STATED GOAL: Write the material out again exactly as it stands.

RECORDED DATA:

==========

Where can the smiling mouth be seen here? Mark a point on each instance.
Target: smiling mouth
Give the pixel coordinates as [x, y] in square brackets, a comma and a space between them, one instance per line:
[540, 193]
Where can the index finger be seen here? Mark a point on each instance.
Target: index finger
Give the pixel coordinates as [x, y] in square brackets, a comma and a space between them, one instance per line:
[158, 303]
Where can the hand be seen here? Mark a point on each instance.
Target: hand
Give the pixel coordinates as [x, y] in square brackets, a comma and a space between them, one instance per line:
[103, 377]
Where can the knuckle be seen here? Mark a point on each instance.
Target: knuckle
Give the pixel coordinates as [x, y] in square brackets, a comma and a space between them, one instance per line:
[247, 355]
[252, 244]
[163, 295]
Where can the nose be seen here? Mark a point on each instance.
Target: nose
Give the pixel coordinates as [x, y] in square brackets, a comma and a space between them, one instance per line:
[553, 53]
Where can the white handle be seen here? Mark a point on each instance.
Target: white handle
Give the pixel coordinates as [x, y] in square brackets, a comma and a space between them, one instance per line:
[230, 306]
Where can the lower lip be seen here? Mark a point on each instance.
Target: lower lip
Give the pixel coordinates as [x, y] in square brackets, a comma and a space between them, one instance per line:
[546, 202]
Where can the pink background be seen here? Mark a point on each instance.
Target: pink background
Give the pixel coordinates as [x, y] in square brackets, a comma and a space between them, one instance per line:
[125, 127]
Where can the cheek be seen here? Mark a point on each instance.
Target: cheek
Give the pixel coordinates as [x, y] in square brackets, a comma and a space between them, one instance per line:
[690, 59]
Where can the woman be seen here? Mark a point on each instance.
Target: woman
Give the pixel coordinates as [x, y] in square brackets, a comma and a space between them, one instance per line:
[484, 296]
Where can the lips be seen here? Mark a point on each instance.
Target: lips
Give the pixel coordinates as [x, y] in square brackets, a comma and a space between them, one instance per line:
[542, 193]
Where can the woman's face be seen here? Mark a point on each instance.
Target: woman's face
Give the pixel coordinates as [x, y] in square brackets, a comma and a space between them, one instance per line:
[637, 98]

==========

TASK SOLUTION:
Where can the smiling mouth be seen here? Mark a point on each instance.
Target: smiling mouth
Give the pixel coordinates as [x, y] in square brackets, a comma and a space between them, one instance per line:
[540, 193]
Where can the index finger be seen here? Mark a point on each instance.
Target: index finger
Give the pixel coordinates as [x, y] in square brackets, a comma and a space between them, one instance per line:
[158, 303]
Where can the hand be seen here? Mark a point on each instance.
Target: hand
Give the pixel coordinates as [x, y] in square brackets, a comma and a space between them, one instance per line:
[103, 377]
Where can the knuckle be seen here? Mark a point on each instance.
Target: knuckle
Give the pixel coordinates as [x, y] in square brackets, a comma and a space between them, one instance per line:
[247, 355]
[252, 244]
[163, 295]
Where can the nose be seen here? Mark a point on each instance.
Target: nose
Give the pixel coordinates as [x, y] in square brackets, a comma and a space between them, one instance per line:
[553, 53]
Where can the white handle be seen here? Mark a point on each instance.
Target: white handle
Give the pixel coordinates as [x, y] in square brackets, a comma and a space between them, one instance per line:
[230, 306]
Where can the lower lip be seen here? Mark a point on each instance.
Target: lower lip
Give the pixel coordinates as [x, y] in square brackets, a comma and a space between them, one instance per line:
[546, 202]
Where can the pink background be seen here? Mark a point on each instance.
Target: pink background
Give the pixel coordinates as [x, y] in square brackets, a comma and a space between them, one instance per line:
[125, 127]
Where can the cheek be seen here? Mark a point on each instance.
Target: cheek
Give the pixel coordinates as [x, y] in square brackets, a comma and a space between them, one instance per line:
[690, 59]
Where can the woman be seen here? Mark a point on each instance.
Target: woman
Give the pixel coordinates as [x, y] in square brackets, a comma and a space between them, one instance per line:
[484, 296]
Where can the lips be seen here? Mark a point on each instance.
Target: lips
Give the pixel coordinates as [x, y] in square brackets, a comma and a space between them, one instance per line:
[542, 193]
Where can the woman's face be seen here? Mark a point on each instance.
Target: woman's face
Give the pixel coordinates as [x, y] in square brackets, a comma and a space between them, one instance per line:
[637, 98]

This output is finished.